Stated problem: Reproduce every line from the one containing "In the photo above, where can the white door" down through the end of the data, requests included, multiplying each point coordinate in the answers by 1.7 and rounding to a whole number, with halves rounded up; the requests and their sample coordinates stay unchanged. Leave the pictures out of your reply.
---------------
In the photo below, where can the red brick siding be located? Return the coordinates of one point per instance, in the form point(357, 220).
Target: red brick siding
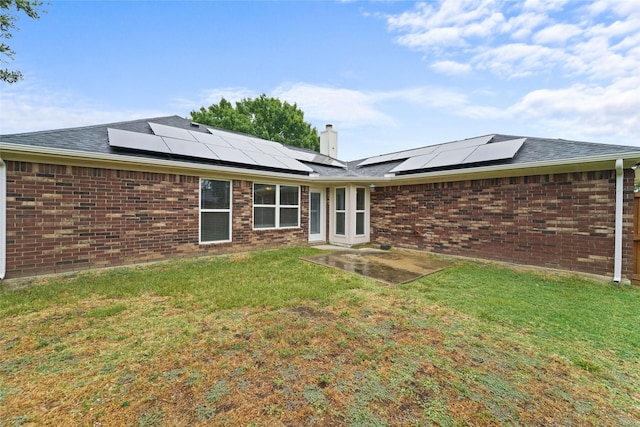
point(64, 218)
point(563, 221)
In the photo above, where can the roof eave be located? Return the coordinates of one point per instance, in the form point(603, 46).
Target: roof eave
point(581, 164)
point(21, 152)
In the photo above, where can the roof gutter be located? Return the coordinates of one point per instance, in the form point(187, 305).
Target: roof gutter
point(118, 161)
point(617, 258)
point(3, 219)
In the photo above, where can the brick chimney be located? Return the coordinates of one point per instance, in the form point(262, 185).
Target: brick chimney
point(329, 142)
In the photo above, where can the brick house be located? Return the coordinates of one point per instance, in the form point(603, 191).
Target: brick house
point(163, 188)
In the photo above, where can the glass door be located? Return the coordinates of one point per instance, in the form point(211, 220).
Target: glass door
point(316, 216)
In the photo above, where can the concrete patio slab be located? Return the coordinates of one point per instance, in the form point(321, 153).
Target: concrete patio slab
point(390, 267)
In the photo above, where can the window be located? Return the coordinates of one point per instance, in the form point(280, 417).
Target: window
point(360, 210)
point(276, 206)
point(341, 211)
point(215, 211)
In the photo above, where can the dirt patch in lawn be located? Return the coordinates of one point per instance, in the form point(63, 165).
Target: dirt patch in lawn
point(393, 268)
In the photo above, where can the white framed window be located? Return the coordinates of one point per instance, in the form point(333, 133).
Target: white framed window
point(341, 211)
point(215, 211)
point(276, 206)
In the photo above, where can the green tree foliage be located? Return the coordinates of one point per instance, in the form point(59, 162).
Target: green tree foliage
point(264, 117)
point(8, 10)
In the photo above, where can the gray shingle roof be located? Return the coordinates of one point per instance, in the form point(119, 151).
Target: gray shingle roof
point(94, 139)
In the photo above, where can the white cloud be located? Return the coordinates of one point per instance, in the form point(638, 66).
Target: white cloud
point(451, 67)
point(346, 107)
point(587, 111)
point(28, 108)
point(558, 33)
point(518, 59)
point(597, 41)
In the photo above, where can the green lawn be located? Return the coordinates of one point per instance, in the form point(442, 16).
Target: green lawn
point(265, 339)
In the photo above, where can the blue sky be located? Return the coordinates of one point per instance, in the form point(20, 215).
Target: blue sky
point(389, 75)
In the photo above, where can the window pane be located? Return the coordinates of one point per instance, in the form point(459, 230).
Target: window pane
point(264, 194)
point(360, 199)
point(288, 217)
point(340, 223)
point(214, 194)
point(340, 199)
point(288, 195)
point(360, 223)
point(264, 217)
point(214, 226)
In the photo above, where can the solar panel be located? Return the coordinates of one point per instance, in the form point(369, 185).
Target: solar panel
point(207, 138)
point(414, 163)
point(136, 141)
point(293, 164)
point(228, 154)
point(449, 158)
point(239, 142)
point(172, 132)
point(406, 154)
point(471, 142)
point(218, 145)
point(263, 159)
point(378, 159)
point(188, 148)
point(496, 151)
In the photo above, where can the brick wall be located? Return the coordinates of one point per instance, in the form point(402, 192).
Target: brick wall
point(65, 218)
point(562, 221)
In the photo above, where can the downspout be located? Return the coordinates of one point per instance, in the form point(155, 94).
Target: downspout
point(3, 219)
point(617, 260)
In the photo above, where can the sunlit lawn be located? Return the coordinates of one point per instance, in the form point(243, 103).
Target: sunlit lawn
point(265, 339)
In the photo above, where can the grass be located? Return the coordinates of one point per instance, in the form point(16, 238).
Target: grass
point(265, 339)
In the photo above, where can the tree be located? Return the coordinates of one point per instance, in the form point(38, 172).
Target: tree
point(264, 117)
point(7, 25)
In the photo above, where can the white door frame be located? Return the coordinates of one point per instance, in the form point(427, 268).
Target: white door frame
point(350, 237)
point(322, 235)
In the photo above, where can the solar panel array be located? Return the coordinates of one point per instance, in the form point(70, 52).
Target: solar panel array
point(402, 155)
point(219, 146)
point(461, 154)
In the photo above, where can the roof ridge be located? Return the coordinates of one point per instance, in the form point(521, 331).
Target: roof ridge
point(92, 126)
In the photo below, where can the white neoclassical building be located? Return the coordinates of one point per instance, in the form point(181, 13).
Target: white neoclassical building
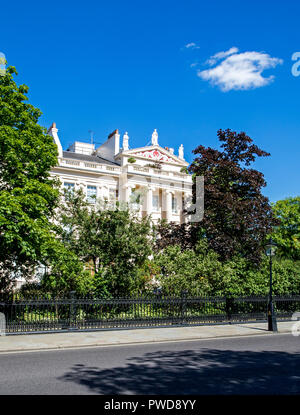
---------------
Answer to this problem:
In the photo above, where can the white door frame be located? Return the coordinates of one point per instance, in the form point(427, 268).
Target: white door frame
point(595, 403)
point(547, 400)
In the photo above, where can the solar panel array be located? Return the coordinates of one point per instance, in the form point(70, 52).
Target: solar panel array
point(683, 264)
point(372, 248)
point(784, 262)
In the photo above, where can the roof ridge be located? Return the coordinates of one point per instance, in the form point(521, 331).
Target: roof ridge
point(156, 214)
In the photo below, where can the white neoclassical building be located? Return the coordinates of one point per instance, in the form point(181, 13).
Target: white neoclassical building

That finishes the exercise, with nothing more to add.